§ **Text passage**:
* * * * * * *

Again part of my 50th Session Anniversary, this week's Torg Eternity had the PCs return to southern Mexico where they had left one of their own - the Leopard Warrior - with rebel fighter Lupe. Well, these crazy kids surprised everyone by moving the statue of Kukulkan (important in the previous adventure here) to the pyramid at Palenque, which has magically restored the old Meso-American empires into something that calls itself Azteca. (Old Torg fans may remember how this new Core Earth-adjacent cosm played a part in the official campaign's endgame, but I mostly pulled from an Infiniverse product called The Paraverse, which uses Azteca, GURPS Aztecs and an indie quick game called Macuahuitl.) Old friends or not, their mage-priests have been kidnapping people no the other side of the border to sacrifice en masse lest hell be unleashed for 52 years, and it's gotta be done before noon on January 1st. Can the PCs find a suitable alternative?
A local astrologer tells them there is one: The Heart if Ixtli, an artifact reputed to be the true heart of a goddess, would make easily take the place of the 250 sacrifices and she knows where her tomb is. So the players engaged in some light jungle travel (as prankster spirits called Chaneque dogged their steps), tomb raiding and Aztec mummy fighting, as we - I had to admit - spent a lot of time debugging the new versions of Foundry and its compatible Torg module. The Frankenstein sat on a Winged Serpent card because it would have eaten up a lot of time, which is too bad in a way, but the right decision given we lost 40 minutes at the top of the session. The scenario ended successfully, but nearly didn't - that final Dramatic Skill Resolution might have ended with a character losing a hand (hey, it's a world with cybernetics) and only succeeded because someone had a card that manipulated the deck. Phew! And so 5 zones of Azteca are on the map, all stolen from the Living Land (Baruk Kaah won't be happy) and I plan to return there some day.

* * * * * * *

§ **Data for review**:

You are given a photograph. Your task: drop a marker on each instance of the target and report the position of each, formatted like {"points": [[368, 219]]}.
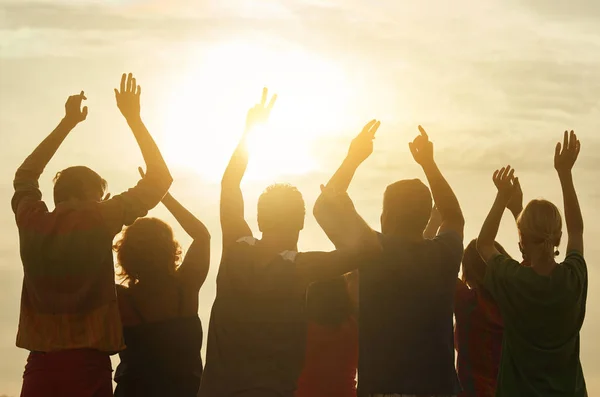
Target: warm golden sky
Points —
{"points": [[493, 82]]}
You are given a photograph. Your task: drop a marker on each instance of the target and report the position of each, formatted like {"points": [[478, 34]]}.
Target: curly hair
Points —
{"points": [[281, 206], [147, 250]]}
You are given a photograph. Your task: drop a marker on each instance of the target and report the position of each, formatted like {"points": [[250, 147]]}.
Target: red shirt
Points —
{"points": [[331, 361], [478, 340]]}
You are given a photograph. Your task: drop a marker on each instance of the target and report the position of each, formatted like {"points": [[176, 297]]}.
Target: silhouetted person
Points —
{"points": [[331, 356], [543, 304], [256, 339], [69, 314], [406, 342], [159, 306]]}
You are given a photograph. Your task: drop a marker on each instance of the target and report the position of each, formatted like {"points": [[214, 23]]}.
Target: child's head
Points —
{"points": [[473, 265], [540, 230]]}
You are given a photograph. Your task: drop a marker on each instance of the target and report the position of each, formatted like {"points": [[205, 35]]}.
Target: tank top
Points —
{"points": [[162, 358]]}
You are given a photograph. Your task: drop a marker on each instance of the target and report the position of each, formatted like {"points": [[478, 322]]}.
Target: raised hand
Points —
{"points": [[362, 146], [515, 204], [421, 148], [259, 114], [504, 179], [128, 97], [566, 154], [73, 112]]}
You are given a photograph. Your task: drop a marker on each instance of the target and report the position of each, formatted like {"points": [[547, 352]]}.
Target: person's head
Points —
{"points": [[281, 210], [540, 230], [147, 250], [406, 207], [79, 183], [328, 302], [473, 265]]}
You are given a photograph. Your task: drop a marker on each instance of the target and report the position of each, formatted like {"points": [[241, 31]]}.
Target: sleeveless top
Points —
{"points": [[162, 358]]}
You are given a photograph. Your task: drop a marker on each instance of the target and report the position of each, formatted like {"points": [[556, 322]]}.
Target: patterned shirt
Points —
{"points": [[478, 340], [68, 300]]}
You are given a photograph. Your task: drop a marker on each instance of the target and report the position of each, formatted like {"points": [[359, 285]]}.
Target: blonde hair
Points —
{"points": [[541, 223]]}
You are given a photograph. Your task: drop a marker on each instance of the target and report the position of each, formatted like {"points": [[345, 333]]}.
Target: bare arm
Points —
{"points": [[360, 149], [233, 223], [128, 101], [504, 181], [443, 196], [564, 159], [26, 177]]}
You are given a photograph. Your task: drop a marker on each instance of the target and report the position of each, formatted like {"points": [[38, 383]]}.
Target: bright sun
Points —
{"points": [[208, 105]]}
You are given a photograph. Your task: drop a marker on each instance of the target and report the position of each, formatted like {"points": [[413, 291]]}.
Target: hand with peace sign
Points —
{"points": [[362, 146], [259, 114], [74, 114], [421, 148]]}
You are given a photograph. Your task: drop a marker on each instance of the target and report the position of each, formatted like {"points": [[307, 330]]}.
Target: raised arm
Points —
{"points": [[27, 175], [564, 159], [443, 196], [360, 149], [136, 202], [504, 181], [363, 244], [195, 265], [233, 223]]}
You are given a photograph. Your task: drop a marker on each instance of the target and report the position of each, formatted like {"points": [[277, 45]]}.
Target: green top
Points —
{"points": [[542, 317]]}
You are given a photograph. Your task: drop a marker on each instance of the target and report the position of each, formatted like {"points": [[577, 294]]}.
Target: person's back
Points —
{"points": [[69, 318], [159, 308], [406, 314], [543, 304], [331, 358]]}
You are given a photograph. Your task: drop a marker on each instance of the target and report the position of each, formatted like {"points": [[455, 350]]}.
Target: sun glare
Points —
{"points": [[207, 106]]}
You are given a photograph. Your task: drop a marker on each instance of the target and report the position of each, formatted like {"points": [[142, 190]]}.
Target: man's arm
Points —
{"points": [[360, 149], [26, 177], [504, 181], [443, 196], [136, 202], [233, 223], [564, 160], [362, 243]]}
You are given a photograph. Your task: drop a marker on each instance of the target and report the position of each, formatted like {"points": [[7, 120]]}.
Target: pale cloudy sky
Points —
{"points": [[494, 82]]}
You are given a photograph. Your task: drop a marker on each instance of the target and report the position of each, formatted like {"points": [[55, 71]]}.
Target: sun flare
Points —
{"points": [[208, 102]]}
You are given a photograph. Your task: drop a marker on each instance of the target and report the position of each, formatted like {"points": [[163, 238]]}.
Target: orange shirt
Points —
{"points": [[331, 361]]}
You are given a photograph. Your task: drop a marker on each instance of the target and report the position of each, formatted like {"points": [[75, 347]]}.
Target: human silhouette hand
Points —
{"points": [[128, 97], [566, 154], [504, 179], [421, 148], [74, 114], [259, 114], [362, 146], [515, 204]]}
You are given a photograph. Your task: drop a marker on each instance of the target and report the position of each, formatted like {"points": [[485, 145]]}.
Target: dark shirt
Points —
{"points": [[257, 332], [542, 319], [406, 343]]}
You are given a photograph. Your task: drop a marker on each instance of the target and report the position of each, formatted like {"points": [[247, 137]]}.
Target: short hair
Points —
{"points": [[281, 207], [407, 205], [473, 265], [540, 223], [77, 182], [147, 249]]}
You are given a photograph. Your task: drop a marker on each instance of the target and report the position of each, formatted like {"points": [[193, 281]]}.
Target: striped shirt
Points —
{"points": [[68, 299]]}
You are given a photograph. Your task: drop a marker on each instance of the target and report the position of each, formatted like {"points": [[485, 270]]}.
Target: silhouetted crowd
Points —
{"points": [[286, 323]]}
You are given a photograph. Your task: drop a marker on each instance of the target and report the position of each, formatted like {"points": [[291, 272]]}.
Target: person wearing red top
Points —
{"points": [[331, 356]]}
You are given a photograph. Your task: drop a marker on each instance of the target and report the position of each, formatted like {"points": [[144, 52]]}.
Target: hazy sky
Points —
{"points": [[493, 82]]}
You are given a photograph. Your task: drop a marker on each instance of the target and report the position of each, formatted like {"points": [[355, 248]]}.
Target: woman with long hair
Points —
{"points": [[331, 356], [159, 306], [542, 304]]}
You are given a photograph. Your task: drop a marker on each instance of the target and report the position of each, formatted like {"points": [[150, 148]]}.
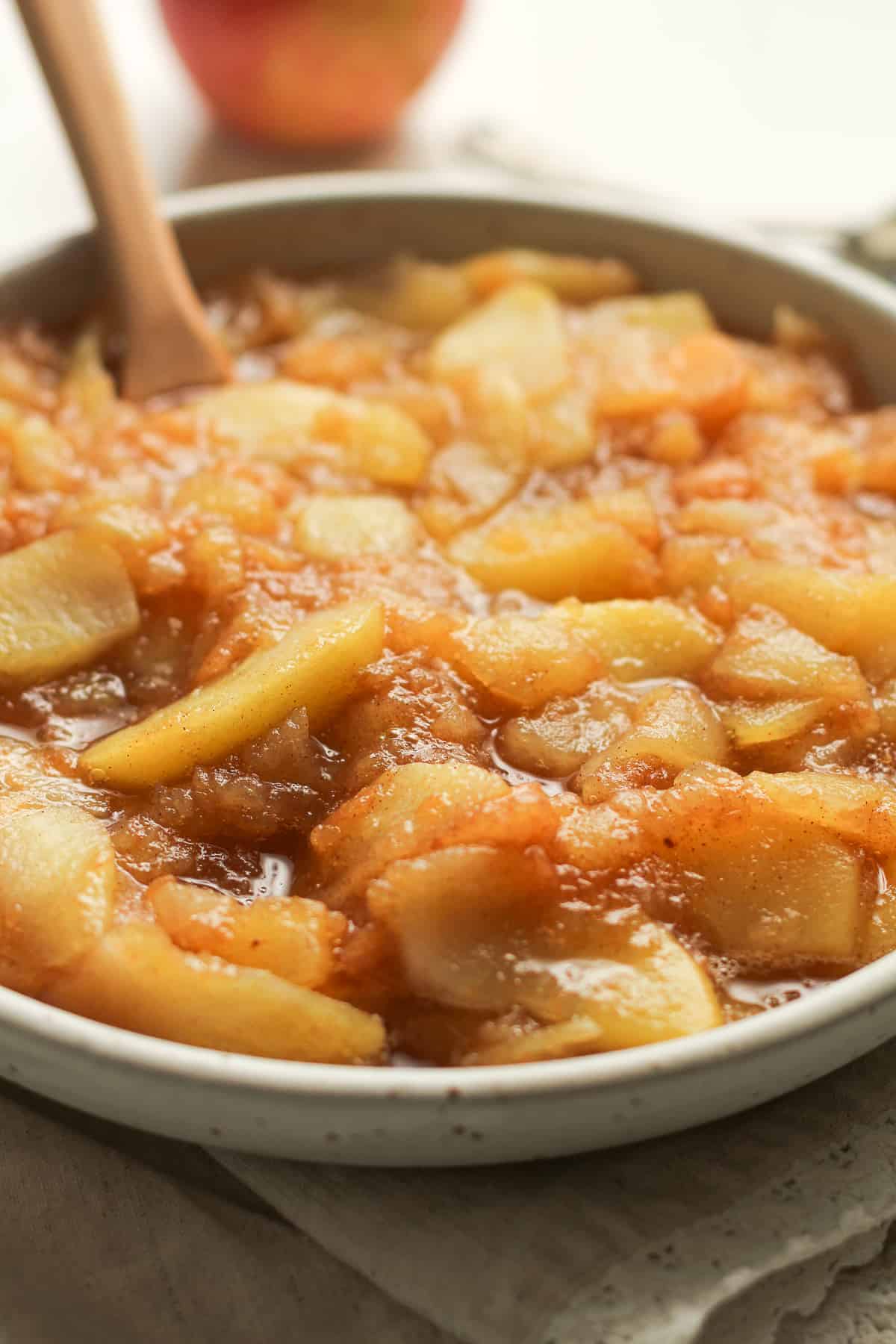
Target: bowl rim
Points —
{"points": [[860, 992]]}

* * * * * * *

§ **Problem 1**: Say whether each statement agrees with the Torg Eternity session write-up, answering yes or no and quoting the words of the text that decide it: (a) The PCs moved the statue of Kukulkan to the pyramid at Palenque. (b) The session began on time with no technical delays. (c) The new zones of Azteca were taken from the Living Land.
§ **Problem 2**: Pick up the Torg Eternity session write-up and continue it from its last sentence.
The listing plays no part in what comes next.

§ **Exercise result 1**:
(a) Yes: "these crazy kids surprised everyone by moving the statue of Kukulkan (important in the previous adventure here) to the pyramid at Palenque"
(b) No: "we lost 40 minutes at the top of the session"
(c) Yes: "all stolen from the Living Land"

§ **Exercise result 2**:
Best bits: The Realm Runner's refusal to give an offering to the Chaneque was pretty funny, and after failing a Survival roll trying to make camp, he got lost in the jungle and surrounded by the angry spirits. He got help from his friends on coms, but we realized the all plum forgot to equip the new guy - the Deadlands Preacher - with such a device, so he didn't join them. The next morning, they woke up without their pants and the Frankenstein said enough was enough and made a food offering (pants were returned, once we got past the sniggling). The Monster Hunter has been having the worst die rolls, as if I'd coded his sentient crossbow with a curse, and after much frustration, he disconnected from his reality, then had a Mishap on the reconnection roll. So now, less than 4 sessions after transforming from Orrorsh to Aysle, he's transformed AGAIN. And to a makeshift reality that doesn't have a full ruleset! So we get to invent a bunch of things before the next session, don't we? Generally, the players said they liked the atmosphere of Azteca (I particularly pushed the astrological aspect with stars always visible even during the day, and we had fun with the spirit world encroaching, good lore, etc.) and there's always something exciting about knowing you're straying off the official campaign.